__Your goal__. Lines to restate from the data below: from the one containing "target | palm tree" to the one containing "target | dirt ground", both included. Give them again exactly, and only them.
====================
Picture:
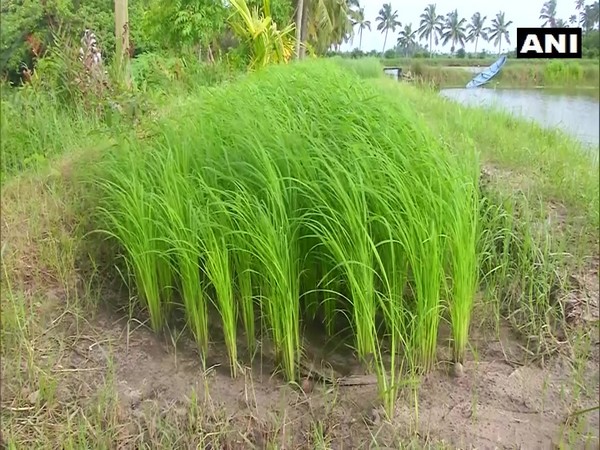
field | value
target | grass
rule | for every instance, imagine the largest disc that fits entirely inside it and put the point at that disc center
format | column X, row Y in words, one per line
column 338, row 195
column 294, row 222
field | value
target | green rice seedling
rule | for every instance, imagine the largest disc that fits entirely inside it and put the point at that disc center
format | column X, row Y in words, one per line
column 128, row 212
column 181, row 226
column 462, row 253
column 334, row 202
column 214, row 239
column 244, row 286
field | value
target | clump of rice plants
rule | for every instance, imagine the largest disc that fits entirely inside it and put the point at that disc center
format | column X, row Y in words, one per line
column 300, row 191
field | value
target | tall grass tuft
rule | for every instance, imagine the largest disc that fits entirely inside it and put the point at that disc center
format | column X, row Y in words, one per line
column 301, row 193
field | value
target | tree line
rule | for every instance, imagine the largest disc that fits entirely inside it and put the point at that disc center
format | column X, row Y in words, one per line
column 451, row 28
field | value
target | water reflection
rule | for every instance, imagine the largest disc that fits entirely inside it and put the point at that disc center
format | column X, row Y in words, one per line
column 576, row 113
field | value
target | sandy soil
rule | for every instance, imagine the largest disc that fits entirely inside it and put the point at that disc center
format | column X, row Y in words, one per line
column 502, row 400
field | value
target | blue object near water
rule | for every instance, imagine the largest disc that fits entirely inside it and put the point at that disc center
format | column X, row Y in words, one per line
column 487, row 74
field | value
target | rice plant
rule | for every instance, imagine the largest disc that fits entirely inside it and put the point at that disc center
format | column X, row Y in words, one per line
column 299, row 193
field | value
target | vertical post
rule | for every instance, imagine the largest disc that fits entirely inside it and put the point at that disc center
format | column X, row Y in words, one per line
column 122, row 39
column 299, row 11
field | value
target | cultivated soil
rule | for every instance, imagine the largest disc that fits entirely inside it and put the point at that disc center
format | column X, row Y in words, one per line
column 503, row 398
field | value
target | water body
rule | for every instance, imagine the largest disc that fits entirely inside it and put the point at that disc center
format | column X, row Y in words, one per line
column 577, row 113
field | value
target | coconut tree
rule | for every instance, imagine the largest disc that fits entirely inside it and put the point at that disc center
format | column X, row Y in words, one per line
column 548, row 14
column 593, row 14
column 499, row 30
column 476, row 29
column 454, row 30
column 430, row 26
column 387, row 20
column 362, row 25
column 407, row 39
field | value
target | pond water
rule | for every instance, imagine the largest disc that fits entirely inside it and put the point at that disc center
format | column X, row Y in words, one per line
column 577, row 113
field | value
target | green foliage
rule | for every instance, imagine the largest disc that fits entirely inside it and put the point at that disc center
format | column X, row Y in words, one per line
column 356, row 216
column 563, row 71
column 160, row 73
column 591, row 44
column 28, row 26
column 184, row 23
column 364, row 68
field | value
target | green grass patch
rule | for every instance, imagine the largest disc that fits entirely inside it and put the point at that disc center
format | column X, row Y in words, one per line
column 333, row 203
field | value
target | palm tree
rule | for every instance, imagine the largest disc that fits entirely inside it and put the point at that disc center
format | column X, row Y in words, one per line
column 388, row 20
column 454, row 30
column 476, row 29
column 407, row 39
column 430, row 27
column 362, row 25
column 561, row 23
column 325, row 23
column 499, row 30
column 593, row 14
column 548, row 13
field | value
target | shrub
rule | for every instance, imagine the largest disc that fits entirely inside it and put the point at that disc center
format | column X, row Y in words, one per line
column 334, row 202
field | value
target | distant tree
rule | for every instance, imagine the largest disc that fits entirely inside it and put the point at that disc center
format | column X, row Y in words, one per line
column 430, row 27
column 454, row 30
column 407, row 39
column 548, row 14
column 387, row 20
column 362, row 24
column 499, row 30
column 476, row 29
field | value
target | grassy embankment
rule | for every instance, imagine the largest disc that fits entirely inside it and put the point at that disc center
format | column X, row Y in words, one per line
column 336, row 203
column 445, row 72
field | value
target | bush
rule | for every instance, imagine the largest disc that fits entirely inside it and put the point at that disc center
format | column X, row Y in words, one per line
column 334, row 203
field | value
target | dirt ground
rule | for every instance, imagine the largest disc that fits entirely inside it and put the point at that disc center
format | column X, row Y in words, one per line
column 504, row 398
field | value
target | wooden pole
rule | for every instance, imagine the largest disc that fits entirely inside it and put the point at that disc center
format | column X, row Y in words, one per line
column 122, row 39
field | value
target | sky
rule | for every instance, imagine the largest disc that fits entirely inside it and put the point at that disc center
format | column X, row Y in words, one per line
column 523, row 13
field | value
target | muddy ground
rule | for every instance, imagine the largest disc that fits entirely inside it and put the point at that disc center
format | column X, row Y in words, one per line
column 160, row 394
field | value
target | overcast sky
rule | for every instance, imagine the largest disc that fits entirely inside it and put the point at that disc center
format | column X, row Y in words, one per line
column 523, row 13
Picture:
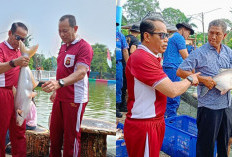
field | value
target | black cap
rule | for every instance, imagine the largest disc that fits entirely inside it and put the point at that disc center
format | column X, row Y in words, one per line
column 185, row 25
column 135, row 28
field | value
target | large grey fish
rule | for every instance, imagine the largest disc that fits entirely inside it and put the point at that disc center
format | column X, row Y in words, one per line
column 26, row 84
column 223, row 80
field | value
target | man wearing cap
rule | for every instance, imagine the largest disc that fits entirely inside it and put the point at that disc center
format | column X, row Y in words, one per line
column 132, row 42
column 173, row 57
column 121, row 53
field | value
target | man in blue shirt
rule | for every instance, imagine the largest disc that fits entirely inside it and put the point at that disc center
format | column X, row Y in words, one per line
column 173, row 57
column 213, row 112
column 121, row 52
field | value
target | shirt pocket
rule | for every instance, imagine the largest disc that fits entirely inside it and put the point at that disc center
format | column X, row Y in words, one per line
column 69, row 60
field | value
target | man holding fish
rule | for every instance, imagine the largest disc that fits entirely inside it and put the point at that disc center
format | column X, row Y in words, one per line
column 10, row 63
column 213, row 113
column 70, row 95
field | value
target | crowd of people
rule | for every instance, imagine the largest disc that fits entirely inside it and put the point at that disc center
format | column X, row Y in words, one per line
column 70, row 91
column 154, row 90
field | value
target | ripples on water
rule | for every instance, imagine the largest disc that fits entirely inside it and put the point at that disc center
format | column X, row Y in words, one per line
column 101, row 103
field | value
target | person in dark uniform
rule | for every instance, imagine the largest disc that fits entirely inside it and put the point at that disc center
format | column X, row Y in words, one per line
column 132, row 42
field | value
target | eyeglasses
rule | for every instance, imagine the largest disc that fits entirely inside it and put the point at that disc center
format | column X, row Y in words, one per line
column 161, row 34
column 17, row 37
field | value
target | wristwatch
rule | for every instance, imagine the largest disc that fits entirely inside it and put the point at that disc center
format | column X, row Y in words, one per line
column 190, row 79
column 61, row 82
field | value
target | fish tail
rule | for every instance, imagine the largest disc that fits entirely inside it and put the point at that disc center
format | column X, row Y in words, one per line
column 204, row 90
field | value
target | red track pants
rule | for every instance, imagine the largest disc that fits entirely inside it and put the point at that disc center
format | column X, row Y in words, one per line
column 65, row 128
column 8, row 120
column 144, row 137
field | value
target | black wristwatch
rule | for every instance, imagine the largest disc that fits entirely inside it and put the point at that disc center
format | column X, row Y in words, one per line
column 11, row 63
column 190, row 79
column 61, row 82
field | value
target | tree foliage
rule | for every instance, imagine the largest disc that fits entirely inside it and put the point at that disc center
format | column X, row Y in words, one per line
column 99, row 62
column 174, row 16
column 137, row 9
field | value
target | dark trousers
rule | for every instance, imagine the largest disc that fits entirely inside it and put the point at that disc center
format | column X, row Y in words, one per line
column 213, row 125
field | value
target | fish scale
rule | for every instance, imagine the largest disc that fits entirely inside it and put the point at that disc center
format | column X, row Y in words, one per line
column 26, row 84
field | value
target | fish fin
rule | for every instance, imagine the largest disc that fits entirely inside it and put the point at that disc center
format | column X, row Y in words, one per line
column 224, row 92
column 14, row 90
column 33, row 94
column 221, row 70
column 19, row 112
column 31, row 51
column 204, row 90
column 34, row 82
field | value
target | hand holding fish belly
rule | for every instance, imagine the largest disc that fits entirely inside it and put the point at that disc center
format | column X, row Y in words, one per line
column 22, row 61
column 208, row 81
column 50, row 86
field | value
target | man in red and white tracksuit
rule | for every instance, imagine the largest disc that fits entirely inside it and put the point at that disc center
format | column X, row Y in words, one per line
column 148, row 87
column 71, row 96
column 10, row 63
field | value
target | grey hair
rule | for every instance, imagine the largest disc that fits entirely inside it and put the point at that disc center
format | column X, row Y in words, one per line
column 218, row 23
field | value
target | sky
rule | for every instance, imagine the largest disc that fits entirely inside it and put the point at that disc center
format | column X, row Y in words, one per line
column 191, row 7
column 95, row 19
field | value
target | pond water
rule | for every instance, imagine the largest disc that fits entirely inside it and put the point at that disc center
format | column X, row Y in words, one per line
column 101, row 106
column 101, row 103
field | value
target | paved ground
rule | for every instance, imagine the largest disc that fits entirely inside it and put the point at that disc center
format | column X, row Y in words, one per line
column 121, row 120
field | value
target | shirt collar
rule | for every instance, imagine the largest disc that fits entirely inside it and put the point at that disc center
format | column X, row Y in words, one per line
column 8, row 45
column 143, row 47
column 76, row 40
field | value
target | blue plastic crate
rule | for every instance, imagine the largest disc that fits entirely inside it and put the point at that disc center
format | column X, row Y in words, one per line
column 180, row 137
column 121, row 148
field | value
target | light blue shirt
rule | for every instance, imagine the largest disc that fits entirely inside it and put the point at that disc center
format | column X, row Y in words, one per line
column 172, row 57
column 207, row 61
column 120, row 45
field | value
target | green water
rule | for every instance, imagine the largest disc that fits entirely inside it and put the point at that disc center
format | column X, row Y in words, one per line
column 101, row 103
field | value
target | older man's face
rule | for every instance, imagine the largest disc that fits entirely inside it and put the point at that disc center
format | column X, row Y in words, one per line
column 159, row 45
column 215, row 36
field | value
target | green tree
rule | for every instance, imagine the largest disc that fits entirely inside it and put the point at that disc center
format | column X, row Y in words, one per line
column 99, row 62
column 137, row 9
column 49, row 64
column 174, row 16
column 200, row 39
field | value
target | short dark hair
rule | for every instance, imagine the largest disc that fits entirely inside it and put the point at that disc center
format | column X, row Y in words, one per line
column 15, row 25
column 147, row 26
column 71, row 20
column 218, row 23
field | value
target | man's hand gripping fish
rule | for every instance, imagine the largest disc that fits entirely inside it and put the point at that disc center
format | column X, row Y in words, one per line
column 26, row 84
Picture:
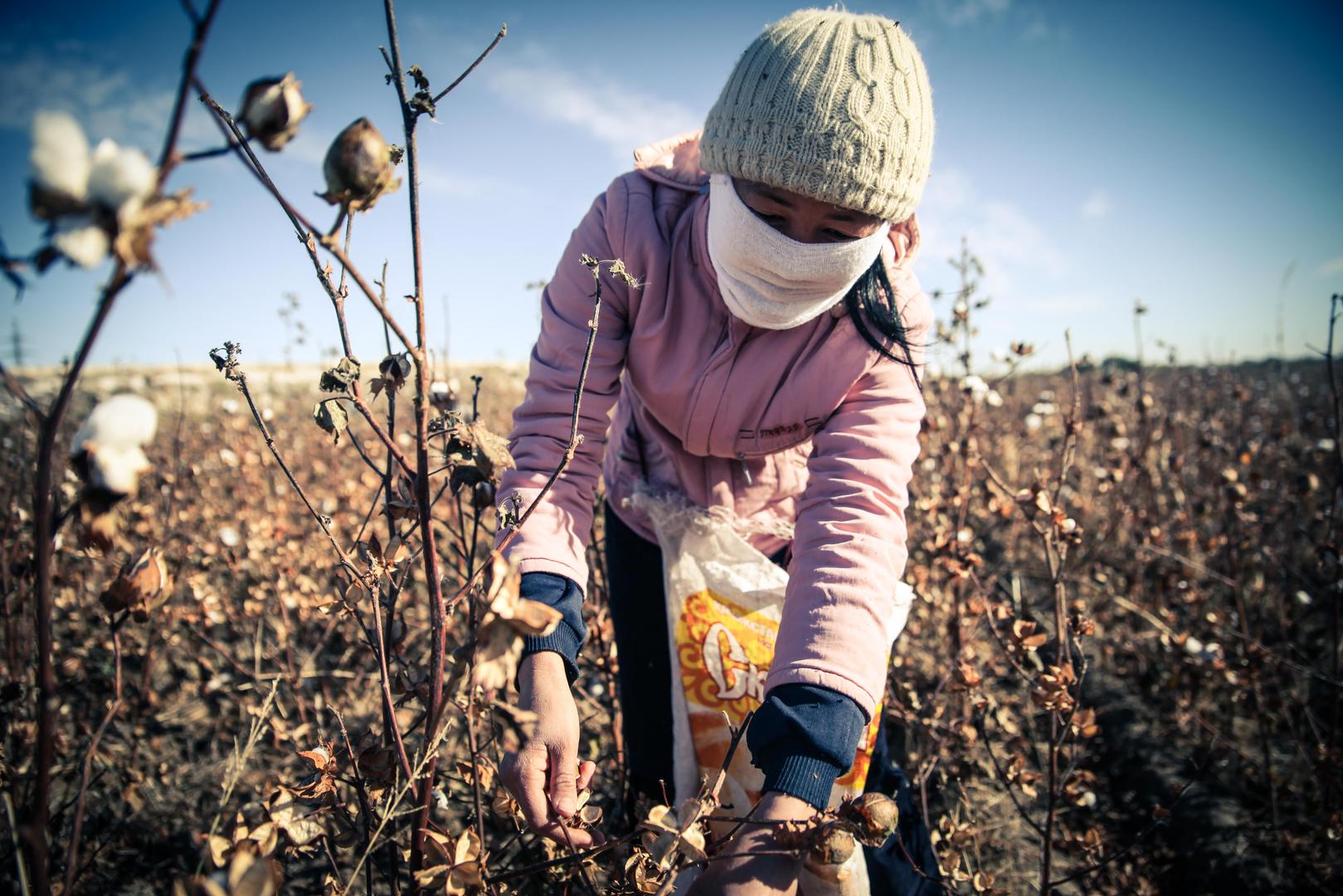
====================
__Expected answer__.
target | palm tree
rule | for every instance, imagine the largest disc that fits entirely inside it and put the point at that disc center
format | column X, row Y in words, one per line
column 388, row 20
column 454, row 30
column 476, row 29
column 407, row 39
column 430, row 27
column 362, row 25
column 561, row 23
column 325, row 23
column 499, row 30
column 593, row 14
column 548, row 13
field | value
target | shrub
rule | for every instance, imagine the largest disc that fits entirely inside it and put the point at that disc center
format | column X, row Y in words, one per line
column 334, row 202
field | value
target | distant tree
rule | for every instance, imagine the largest disc that fits entirely inside it and put the point at that disc center
format | column X, row Y in words, one per line
column 430, row 27
column 454, row 30
column 407, row 39
column 548, row 14
column 387, row 20
column 362, row 24
column 499, row 30
column 476, row 29
field | value
target | grassy embankment
rule | for every instance, imagine the largest disc that fits entirely inside it and put the point at that disc center
format | column X, row Y in words, one per line
column 336, row 203
column 445, row 72
field | value
target | bush
rule | for every instance, imagine the largest disc that fits entirely inside it and put the point at that disc center
format | column X, row Y in words, one per line
column 334, row 203
field | value
target | dirt ground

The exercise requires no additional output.